# Your objective:
Reproduce in full the passage on drilling returns and lease operating expense, keeping every word, number, and line break unchanged.

>> begin Provided text

Additionally, it is especially encouraging to note that these cost reductions and performance enhancements extend to our acreage outside the core. While we currently have no plans to drill outside the core, we believe we have a considerable amount of additional economic inventory should prices tick up a little. Last quarter, we talked about our Montana position specifically as it related to a slickwater completion test with 100% sand where we could deliver a double digit return at $60 WTI. With the lower well costs we are experiencing, we also see double digit returns for the extended core at around $55 WTI and in Cottonwood around $60 WTI. I will close out my remarks with a discussion on LOE, which we have driven down to $7.67 per BOE, a reduction of $0.59 over the 2nd quarter.

This improvement was driven by 2 things. 1st, an increase in produced water volumes being transported on OMS pipelines. We exited the Q3 with 75% of our produced water on gathering on our gathering system, up from 40% at year end 2014. It was also driven down by lower workover costs due to improved operational efficiency and run times on our wells. LOE per BOE may increase slightly as we head into the winter months.

>> end Provided text
>> begin Extracted information

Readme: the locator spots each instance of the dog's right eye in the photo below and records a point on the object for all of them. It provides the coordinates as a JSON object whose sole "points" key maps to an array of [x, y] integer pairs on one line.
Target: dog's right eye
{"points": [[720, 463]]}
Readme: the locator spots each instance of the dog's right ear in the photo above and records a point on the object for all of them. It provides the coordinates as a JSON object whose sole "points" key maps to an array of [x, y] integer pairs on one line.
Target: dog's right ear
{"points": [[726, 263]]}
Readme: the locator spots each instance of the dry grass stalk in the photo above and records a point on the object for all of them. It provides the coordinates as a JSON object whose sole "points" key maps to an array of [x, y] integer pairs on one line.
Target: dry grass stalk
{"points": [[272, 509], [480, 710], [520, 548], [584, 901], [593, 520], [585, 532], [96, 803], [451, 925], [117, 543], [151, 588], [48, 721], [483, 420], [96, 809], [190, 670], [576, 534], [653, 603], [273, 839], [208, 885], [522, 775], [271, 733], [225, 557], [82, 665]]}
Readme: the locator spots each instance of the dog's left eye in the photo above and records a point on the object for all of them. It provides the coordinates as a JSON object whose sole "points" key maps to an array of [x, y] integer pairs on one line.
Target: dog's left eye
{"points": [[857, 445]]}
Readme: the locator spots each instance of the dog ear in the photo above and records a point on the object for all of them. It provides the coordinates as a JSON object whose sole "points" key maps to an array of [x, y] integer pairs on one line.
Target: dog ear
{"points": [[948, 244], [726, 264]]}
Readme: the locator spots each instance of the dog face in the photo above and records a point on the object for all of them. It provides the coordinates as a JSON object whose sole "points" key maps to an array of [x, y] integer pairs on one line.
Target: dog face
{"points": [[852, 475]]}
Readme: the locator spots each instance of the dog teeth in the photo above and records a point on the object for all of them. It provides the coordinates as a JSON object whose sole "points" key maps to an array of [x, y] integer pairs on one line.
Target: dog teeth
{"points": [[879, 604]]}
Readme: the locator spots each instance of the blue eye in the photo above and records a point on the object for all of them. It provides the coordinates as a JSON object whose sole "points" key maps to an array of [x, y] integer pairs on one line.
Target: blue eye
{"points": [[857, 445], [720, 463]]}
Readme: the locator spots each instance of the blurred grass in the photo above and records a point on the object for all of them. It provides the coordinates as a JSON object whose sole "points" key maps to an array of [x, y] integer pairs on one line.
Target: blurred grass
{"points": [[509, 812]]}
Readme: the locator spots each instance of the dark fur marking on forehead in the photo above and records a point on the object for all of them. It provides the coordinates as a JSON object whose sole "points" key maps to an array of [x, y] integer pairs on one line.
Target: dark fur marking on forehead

>> end Extracted information

# Task response:
Additionally, it is especially encouraging to note that these cost reductions and performance enhancements extend to our acreage outside the core. While we currently have no plans to drill outside the core, we believe we have a considerable amount of additional economic inventory should prices tick up a little. Last quarter, we talked about our Montana position specifically as it related to a slickwater completion test with 100% sand where we could deliver a double digit return at $60 WTI. With the lower well costs we are experiencing, we also see double digit returns for the extended core at around $55 WTI and in Cottonwood around $60 WTI. I will close out my remarks with a discussion on LOE, which we have driven down to $7.67 per BOE, a reduction of $0.59 over the 2nd quarter.

This improvement was driven by 2 things. 1st, an increase in produced water volumes being transported on OMS pipelines. We exited the Q3 with 75% of our produced water on gathering on our gathering system, up from 40% at year end 2014. It was also driven down by lower workover costs due to improved operational efficiency and run times on our wells. LOE per BOE may increase slightly as we head into the winter months.